### Work order 1
Return the stretch of the random-access memory passage from "In the design" through "and power dissipation.", copied word for word.
### Work order 2
Write the next part of the random-access memory passage, beginning right after its final sentence.

### Document passage
* * * * * * *

The present invention relates generally to random-access memories of the type fabricated on a monolithic semiconductor chip employing insulated-gate field-effect transistors (IGFETs) and, more particularly, to a memory cell of the cross-coupled transistor type.
As is well known, a digital random access memory comprises a multiplicity of individual storage cells configured into a large array on an integrated circuit chip and suitably addressed, for example, by word and data bit lines. Each individual cell is capable, during a writing operation, of being set by an external signal into either one of two distinct states. So long as power supply voltage continues, the cell remains in the set state indefinitely, or until it is changed to the other state by a subsequent writing operation. The state of the cell can be sensed during a reading operation to retrieve stored data, preferably in a non-destructive manner, i.e., which does not change the state of the memory cell.
In the design of large memory arrays, important considerations are cell size (which influences the number of individual cells which can be fabricated on a single chip), power dissipation, and the speed at which information can be written into and read from the cell. In general, to achieve a small cell size, it is desirable to reduce to a minimum the number of transistors required per cell. Another consideration is that, in some memory cell types, a design compromise must be made between speed and power dissipation.

* * * * * * *

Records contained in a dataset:
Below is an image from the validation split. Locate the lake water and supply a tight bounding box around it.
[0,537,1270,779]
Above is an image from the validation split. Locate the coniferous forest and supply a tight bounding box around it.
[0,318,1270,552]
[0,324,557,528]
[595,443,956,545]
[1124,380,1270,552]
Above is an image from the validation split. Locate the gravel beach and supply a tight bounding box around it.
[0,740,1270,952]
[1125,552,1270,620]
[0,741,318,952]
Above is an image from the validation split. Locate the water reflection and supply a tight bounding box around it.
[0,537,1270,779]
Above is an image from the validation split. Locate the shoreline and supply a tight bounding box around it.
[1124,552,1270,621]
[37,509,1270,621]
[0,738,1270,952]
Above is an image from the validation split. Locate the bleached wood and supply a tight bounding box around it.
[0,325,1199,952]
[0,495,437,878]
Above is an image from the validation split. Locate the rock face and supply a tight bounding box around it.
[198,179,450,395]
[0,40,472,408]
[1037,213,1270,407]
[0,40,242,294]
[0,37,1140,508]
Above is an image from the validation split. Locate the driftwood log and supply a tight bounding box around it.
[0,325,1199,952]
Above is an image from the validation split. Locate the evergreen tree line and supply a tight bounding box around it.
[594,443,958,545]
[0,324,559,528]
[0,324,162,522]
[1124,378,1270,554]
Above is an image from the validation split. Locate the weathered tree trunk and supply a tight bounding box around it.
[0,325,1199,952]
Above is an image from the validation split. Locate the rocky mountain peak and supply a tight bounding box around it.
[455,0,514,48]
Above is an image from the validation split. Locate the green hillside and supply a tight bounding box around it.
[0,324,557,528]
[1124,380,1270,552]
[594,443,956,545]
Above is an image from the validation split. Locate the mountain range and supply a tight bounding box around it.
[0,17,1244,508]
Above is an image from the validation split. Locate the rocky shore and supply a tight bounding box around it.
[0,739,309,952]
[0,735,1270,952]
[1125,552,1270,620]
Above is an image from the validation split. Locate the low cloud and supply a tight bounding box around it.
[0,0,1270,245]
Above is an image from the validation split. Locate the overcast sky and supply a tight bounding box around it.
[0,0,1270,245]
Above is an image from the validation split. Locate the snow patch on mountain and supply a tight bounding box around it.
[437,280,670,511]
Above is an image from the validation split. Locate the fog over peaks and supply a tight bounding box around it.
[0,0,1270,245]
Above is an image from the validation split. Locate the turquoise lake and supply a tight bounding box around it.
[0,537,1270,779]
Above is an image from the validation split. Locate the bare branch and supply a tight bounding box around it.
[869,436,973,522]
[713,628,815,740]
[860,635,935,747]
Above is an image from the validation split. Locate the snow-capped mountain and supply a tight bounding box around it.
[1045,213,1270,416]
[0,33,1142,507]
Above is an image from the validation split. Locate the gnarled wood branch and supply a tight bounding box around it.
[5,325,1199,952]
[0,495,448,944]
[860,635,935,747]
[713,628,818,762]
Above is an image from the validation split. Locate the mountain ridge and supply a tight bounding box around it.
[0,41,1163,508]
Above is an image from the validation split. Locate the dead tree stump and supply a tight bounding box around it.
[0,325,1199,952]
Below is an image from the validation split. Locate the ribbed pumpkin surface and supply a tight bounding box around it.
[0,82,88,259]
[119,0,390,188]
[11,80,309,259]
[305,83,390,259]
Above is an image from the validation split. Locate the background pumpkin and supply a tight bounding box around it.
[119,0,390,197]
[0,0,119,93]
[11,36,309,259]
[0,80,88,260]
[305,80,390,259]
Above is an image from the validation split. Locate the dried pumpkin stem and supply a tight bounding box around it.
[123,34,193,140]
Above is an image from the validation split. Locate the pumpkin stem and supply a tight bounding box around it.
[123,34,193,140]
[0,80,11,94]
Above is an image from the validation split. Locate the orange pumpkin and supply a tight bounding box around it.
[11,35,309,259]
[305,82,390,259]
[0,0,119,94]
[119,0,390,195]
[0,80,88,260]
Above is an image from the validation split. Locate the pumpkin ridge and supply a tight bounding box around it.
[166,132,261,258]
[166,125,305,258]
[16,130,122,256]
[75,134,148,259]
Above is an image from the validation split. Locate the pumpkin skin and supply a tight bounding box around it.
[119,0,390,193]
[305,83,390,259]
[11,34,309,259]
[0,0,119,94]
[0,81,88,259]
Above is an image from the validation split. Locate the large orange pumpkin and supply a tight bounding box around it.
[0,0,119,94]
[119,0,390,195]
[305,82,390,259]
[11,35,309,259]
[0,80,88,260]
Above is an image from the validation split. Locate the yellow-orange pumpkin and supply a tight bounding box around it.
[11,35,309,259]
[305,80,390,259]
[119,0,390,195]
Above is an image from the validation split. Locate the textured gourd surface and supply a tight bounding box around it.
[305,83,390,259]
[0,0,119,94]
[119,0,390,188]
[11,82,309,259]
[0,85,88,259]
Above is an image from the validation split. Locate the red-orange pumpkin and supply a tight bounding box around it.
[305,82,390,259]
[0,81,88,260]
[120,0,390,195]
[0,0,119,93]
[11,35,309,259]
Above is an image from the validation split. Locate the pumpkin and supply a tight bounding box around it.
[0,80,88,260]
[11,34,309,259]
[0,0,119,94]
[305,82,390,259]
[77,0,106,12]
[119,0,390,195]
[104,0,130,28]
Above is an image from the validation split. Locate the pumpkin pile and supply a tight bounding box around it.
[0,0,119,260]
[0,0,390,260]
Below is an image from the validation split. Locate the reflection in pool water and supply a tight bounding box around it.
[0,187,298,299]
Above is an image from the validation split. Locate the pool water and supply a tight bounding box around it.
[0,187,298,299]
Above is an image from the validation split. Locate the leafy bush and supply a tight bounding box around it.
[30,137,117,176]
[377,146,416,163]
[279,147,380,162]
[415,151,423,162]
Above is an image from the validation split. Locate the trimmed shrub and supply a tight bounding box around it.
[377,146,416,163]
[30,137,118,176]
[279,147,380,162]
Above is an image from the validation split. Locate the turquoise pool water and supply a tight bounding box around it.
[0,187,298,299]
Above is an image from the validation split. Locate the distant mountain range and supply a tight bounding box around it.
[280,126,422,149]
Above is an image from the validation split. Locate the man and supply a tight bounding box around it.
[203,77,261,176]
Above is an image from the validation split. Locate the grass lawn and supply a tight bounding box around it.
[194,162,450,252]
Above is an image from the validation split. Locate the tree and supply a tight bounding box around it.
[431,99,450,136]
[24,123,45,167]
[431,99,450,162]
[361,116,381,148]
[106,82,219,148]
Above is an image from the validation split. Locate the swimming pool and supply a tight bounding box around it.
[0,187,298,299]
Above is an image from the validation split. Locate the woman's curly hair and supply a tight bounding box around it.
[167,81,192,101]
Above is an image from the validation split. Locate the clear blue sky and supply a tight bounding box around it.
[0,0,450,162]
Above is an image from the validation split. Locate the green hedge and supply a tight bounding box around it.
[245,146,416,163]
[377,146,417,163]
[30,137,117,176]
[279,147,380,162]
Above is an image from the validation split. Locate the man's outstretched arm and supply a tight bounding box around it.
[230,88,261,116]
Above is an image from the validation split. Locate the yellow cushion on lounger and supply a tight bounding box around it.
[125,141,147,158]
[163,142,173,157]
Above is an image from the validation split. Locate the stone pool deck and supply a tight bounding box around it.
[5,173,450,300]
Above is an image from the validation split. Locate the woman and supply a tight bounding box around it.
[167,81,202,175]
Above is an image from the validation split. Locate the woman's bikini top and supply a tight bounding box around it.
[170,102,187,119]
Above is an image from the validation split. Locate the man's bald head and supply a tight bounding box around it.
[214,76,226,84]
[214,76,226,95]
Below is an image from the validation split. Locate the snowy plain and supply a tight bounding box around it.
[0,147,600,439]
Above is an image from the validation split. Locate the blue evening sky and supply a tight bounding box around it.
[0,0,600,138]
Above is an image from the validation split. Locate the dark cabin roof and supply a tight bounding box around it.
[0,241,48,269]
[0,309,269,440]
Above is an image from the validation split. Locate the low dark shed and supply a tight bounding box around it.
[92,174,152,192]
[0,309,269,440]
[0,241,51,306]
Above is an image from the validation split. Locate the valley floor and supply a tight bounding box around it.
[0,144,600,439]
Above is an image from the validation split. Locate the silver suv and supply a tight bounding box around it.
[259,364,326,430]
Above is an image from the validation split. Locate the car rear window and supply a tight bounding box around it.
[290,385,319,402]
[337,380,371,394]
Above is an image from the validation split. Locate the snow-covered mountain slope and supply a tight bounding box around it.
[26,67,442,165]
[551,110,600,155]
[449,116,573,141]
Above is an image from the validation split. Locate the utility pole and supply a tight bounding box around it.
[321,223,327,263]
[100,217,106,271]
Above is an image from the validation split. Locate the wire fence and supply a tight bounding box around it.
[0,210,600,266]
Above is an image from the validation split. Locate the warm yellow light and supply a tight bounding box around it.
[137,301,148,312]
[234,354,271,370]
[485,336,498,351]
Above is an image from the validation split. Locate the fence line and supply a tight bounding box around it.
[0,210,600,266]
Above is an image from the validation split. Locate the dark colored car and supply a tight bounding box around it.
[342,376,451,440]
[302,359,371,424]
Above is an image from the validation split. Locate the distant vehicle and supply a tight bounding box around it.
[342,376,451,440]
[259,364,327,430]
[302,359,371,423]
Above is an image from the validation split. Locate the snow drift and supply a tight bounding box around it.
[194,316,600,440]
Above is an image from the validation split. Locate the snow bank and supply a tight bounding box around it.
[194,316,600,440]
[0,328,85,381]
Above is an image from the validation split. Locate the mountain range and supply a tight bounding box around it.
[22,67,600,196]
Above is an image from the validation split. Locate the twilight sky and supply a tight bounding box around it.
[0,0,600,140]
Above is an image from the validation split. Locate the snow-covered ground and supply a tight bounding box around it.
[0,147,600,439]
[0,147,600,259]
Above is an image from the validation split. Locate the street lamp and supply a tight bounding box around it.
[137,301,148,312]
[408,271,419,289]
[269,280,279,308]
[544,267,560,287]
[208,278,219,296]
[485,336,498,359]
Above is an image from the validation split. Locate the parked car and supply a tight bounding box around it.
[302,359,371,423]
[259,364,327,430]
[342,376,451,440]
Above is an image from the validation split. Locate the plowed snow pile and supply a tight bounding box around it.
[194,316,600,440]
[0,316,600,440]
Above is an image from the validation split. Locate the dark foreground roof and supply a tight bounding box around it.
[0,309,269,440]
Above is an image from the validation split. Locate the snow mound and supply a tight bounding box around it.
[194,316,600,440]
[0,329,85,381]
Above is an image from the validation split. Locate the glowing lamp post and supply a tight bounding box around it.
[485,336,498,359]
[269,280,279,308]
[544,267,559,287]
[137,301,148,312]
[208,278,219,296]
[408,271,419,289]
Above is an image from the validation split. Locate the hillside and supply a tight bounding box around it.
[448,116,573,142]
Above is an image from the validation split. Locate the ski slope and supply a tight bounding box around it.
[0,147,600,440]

* * * * * * *

### Result 1
In the design of large memory arrays, important considerations are cell size (which influences the number of individual cells which can be fabricated on a single chip), power dissipation, and the speed at which information can be written into and read from the cell. In general, to achieve a small cell size, it is desirable to reduce to a minimum the number of transistors required per cell. Another consideration is that, in some memory cell types, a design compromise must be made between speed and power dissipation.

### Result 2
One general type of prior art static memory cell particularly pertinent in the context of the present invention is a four-transistor cell comprising two pairs of insulated-gate field-effect transistors (IGFETs), all four of the same channel conductivity type. Typically, four enhancement-mode N-channel IGFETs are employed. One pair of transistors in each cell are latch transistors, cross-coupled in a bistable latch configuration, and are connected for selectively switching ON and OFF a pair of paths to ground from a corresponding pair of complementary data input/output nodes. To accomplish this, the latch transistor drain terminals are connected to the data nodes, and the latch transistor source terminals are connected to ground. The other pair of transistors in each cell are gating transistors, and are selectively enabled, both at the same time, to respectively connect the two data nodes to external DATA and DATA lines for both writing data into and reading data from the cell. Cells of this type also include a pair of load resistors connected from a voltage supply line, e.g. +V.sub.DD, to the data nodes. These resistors may comprise ordinary resistors, or may be implemented in various other ways. In many particular designs, it is convenient to fabricate the load resistors in the form of depletion-mode field-effect transistors with the gate of each depletion mode transistor coupled back to the source of the same transistor.
One example of such a prior art memory cell is described hereinbelow in greater detail with reference to FIG. 1. Further, examples of this general type of static memory cell are disclosed in the following U.S. patents: Donnelly U.S. Pat. No. 3,967,252; McKenny et al U.S. Pat. No. 4,251,876; and Nokubo U.S. Pat. No. 4,335,449.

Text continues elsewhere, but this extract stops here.